- **Exercise description**
Below is a block of records; repeat each one exactly.

Point labeling dataset excerpts:
#####
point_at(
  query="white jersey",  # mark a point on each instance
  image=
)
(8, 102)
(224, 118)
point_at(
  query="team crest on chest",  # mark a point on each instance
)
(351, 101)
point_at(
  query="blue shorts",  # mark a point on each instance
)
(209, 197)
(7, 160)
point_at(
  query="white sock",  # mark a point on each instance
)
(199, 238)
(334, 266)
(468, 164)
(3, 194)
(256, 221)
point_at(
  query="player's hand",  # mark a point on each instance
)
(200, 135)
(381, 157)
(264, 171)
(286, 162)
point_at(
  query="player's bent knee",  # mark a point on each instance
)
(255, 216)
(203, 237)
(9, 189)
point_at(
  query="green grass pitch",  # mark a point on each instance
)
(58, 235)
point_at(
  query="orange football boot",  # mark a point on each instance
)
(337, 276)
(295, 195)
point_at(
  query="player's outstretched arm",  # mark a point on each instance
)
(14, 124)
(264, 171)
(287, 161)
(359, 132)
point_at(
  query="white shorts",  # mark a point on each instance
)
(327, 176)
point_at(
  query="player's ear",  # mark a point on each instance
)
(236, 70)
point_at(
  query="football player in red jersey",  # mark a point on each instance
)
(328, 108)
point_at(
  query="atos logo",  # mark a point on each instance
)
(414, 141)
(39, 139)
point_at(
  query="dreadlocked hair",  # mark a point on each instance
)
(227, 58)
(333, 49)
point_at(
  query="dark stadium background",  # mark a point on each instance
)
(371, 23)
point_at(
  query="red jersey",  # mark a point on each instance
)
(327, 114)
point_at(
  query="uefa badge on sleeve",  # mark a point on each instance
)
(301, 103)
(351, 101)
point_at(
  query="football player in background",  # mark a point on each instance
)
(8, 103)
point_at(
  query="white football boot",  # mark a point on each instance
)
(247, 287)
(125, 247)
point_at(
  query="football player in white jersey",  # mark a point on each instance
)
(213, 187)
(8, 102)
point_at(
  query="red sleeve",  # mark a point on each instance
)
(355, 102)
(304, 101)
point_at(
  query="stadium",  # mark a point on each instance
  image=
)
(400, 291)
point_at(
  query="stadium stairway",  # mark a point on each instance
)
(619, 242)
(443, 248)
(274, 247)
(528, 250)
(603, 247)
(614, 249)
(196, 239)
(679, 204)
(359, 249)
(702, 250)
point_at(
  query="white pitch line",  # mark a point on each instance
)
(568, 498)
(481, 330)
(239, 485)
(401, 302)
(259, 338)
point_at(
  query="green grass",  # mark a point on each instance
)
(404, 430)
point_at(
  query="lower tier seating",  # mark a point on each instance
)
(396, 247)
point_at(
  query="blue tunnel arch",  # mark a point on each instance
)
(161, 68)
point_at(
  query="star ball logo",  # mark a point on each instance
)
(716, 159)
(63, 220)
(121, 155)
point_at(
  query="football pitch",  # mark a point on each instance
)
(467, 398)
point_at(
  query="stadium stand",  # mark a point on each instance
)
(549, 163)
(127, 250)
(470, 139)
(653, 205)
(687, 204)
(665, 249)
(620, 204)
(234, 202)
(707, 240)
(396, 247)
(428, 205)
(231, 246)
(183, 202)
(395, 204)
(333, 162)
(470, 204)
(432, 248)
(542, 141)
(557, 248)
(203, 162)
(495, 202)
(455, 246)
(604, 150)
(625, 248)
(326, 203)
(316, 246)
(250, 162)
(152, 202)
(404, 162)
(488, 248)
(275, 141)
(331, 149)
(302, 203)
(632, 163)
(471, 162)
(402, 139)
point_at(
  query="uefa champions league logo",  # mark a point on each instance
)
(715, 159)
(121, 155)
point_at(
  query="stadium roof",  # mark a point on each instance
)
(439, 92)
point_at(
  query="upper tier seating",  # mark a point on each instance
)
#####
- **Output for this exercise**
point_at(
  query="white jersey",  # mark a point on each instance
  image=
)
(8, 102)
(224, 118)
point_at(
  query="team crest on chest",  # mark a point on each instance
)
(351, 101)
point_at(
  query="blue shorts",  # mark a point on each instance
)
(209, 197)
(7, 160)
point_at(
  query="white sock",  # mark a point on each instance
)
(199, 238)
(334, 266)
(468, 164)
(3, 194)
(256, 221)
point_at(
  query="player's hand",  # mark a point on each instance
)
(200, 135)
(381, 157)
(264, 171)
(286, 162)
point_at(
  query="player's bent knee",  # mark a point on each instance
)
(255, 216)
(203, 237)
(9, 189)
point_at(
  query="green grass pitch",  # mark a point on each instance
)
(58, 235)
point_at(
  query="orange football boot",  # mark a point on each instance
)
(337, 276)
(295, 195)
point_at(
  query="player's outstretched arm",  # mark a point on each instance
)
(14, 124)
(264, 171)
(287, 161)
(359, 132)
point_at(
  query="white shorts",  # mark a point on each instance
)
(327, 176)
point_at(
  query="player's ear",  # mark a point on each instance
)
(236, 70)
point_at(
  query="football player in red jersey",  # mark a point on each instance
)
(328, 108)
point_at(
  query="atos logo",  # mark a point on each instance
)
(414, 141)
(39, 139)
point_at(
  query="dreadlocked hair",  # mark a point on each instance
)
(227, 58)
(333, 49)
point_at(
  query="dark stadium background",  # mark a point on each instance
)
(371, 23)
point_at(
  query="red jersey",  # mark a point on each instance
)
(327, 114)
point_at(
  query="uefa badge on sleeve",  # mark a point on each instance
)
(301, 103)
(351, 101)
point_at(
  query="football player in background",  # mark a point on each instance
)
(8, 103)
point_at(
  query="white football boot",  # mark a point on each instance
)
(247, 287)
(125, 247)
point_at(
  query="football player in white jersey",  # mark a point on each instance
)
(213, 187)
(8, 102)
point_at(
  query="red sleeve",  # mark a point on each instance
)
(355, 102)
(304, 101)
point_at(
  query="stadium",  # mark a point on each instance
  image=
)
(400, 291)
point_at(
  query="stadium stairway",  # mark a point on each instance
)
(619, 242)
(443, 248)
(274, 247)
(528, 250)
(603, 247)
(614, 249)
(196, 239)
(679, 204)
(359, 249)
(702, 250)
point_at(
  query="white pitch line",  # mark a point on each instance
)
(568, 498)
(481, 330)
(239, 485)
(401, 302)
(259, 338)
point_at(
  query="green grass",  # mark a point on each instance
)
(404, 430)
point_at(
  query="lower tier seating",  # mark a point on each instance
)
(396, 247)
point_at(
  query="blue tunnel arch",  # mark a point on each instance
)
(161, 68)
point_at(
  query="star ball logo",  # mark a point on each instance
)
(716, 159)
(63, 220)
(121, 155)
point_at(
  query="football pitch",  # mark a point on each instance
)
(467, 398)
point_at(
  query="stadium stand",  # mark a point on each instance
)
(549, 163)
(127, 250)
(470, 139)
(653, 205)
(687, 204)
(665, 249)
(620, 204)
(234, 202)
(707, 240)
(396, 247)
(428, 205)
(231, 246)
(183, 202)
(395, 204)
(333, 162)
(470, 204)
(432, 248)
(542, 141)
(557, 248)
(203, 162)
(495, 202)
(455, 246)
(604, 150)
(625, 248)
(326, 203)
(316, 246)
(250, 162)
(152, 202)
(404, 162)
(488, 248)
(275, 141)
(331, 149)
(302, 203)
(632, 163)
(471, 162)
(402, 139)
point_at(
  query="uefa champions league logo",  # mark a point on each instance
)
(715, 159)
(121, 155)
point_at(
  query="stadium roof",  # mark a point on each instance
)
(439, 92)
point_at(
  query="upper tier seating",  # mark a point on each instance
)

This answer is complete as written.